# [WHAT TO WORK ON]
Copy every entry below without changing a single character.

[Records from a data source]
+++
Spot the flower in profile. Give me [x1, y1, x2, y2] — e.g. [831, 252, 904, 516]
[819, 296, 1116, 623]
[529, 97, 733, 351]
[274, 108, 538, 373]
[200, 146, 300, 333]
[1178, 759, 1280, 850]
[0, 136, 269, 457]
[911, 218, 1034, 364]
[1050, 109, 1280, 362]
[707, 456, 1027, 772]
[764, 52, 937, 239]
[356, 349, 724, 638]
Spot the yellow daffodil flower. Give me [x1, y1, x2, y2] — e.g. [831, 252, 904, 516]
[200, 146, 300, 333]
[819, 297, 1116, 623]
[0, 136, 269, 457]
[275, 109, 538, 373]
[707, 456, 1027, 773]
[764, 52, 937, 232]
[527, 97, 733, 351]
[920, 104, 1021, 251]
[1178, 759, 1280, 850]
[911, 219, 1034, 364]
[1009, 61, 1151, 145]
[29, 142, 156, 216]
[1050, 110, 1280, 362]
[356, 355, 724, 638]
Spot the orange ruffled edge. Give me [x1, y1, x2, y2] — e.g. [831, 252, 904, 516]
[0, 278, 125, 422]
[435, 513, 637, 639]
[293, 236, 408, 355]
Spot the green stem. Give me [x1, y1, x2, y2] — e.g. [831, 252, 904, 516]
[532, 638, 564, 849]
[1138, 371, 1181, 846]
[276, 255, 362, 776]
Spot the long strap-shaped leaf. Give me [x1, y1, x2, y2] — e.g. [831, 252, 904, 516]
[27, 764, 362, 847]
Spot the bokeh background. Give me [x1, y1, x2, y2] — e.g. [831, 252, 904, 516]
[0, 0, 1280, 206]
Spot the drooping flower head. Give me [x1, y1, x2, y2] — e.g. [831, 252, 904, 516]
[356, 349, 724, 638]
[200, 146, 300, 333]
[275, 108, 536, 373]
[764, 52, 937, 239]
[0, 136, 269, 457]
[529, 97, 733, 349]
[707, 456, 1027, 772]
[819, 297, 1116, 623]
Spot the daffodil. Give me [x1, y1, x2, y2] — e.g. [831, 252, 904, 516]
+++
# [THE SOLUTION]
Spot the flower in profile. Give me [x1, y1, x2, y2] — e.g. [831, 252, 904, 516]
[819, 296, 1116, 623]
[529, 97, 733, 351]
[274, 108, 538, 373]
[200, 146, 300, 333]
[1178, 759, 1280, 850]
[0, 136, 269, 457]
[911, 218, 1034, 364]
[1050, 109, 1280, 362]
[707, 456, 1027, 772]
[764, 52, 937, 239]
[356, 349, 724, 638]
Spot the yellow daffodil flower. Give me [x1, y1, x2, y2] — e.g. [831, 252, 904, 516]
[200, 146, 300, 333]
[819, 297, 1116, 623]
[0, 136, 269, 457]
[275, 109, 538, 373]
[707, 456, 1027, 773]
[764, 52, 937, 232]
[527, 97, 733, 351]
[920, 104, 1021, 251]
[1178, 759, 1280, 850]
[911, 219, 1034, 364]
[1009, 61, 1151, 145]
[29, 142, 156, 216]
[1050, 110, 1280, 362]
[356, 355, 724, 638]
Spot the orange ruffled edge. Give me [x1, y1, x2, y2] — e.g. [831, 252, 904, 516]
[0, 278, 125, 422]
[435, 513, 637, 639]
[293, 236, 408, 355]
Spot the green stem. Give me [x1, y1, x2, y2] — e.g. [831, 252, 904, 516]
[532, 638, 564, 849]
[1138, 371, 1181, 846]
[276, 255, 362, 776]
Spot the long strap-shaped leaf. Give me [x1, y1, x2, y2] — e.g. [831, 252, 904, 516]
[27, 764, 362, 847]
Spot the bokeh background. Give me [x1, y1, x2, y2] — e.g. [831, 252, 904, 516]
[0, 0, 1280, 206]
Spot the drooping flower head. Give me [x1, y1, x2, y2] — e.g. [831, 252, 904, 516]
[356, 349, 724, 638]
[200, 146, 300, 333]
[275, 108, 536, 373]
[764, 52, 937, 239]
[0, 136, 269, 457]
[529, 97, 733, 349]
[707, 456, 1027, 772]
[819, 297, 1116, 623]
Spot the daffodil. Give me [x1, y1, x2, y2] — e.g. [831, 252, 904, 516]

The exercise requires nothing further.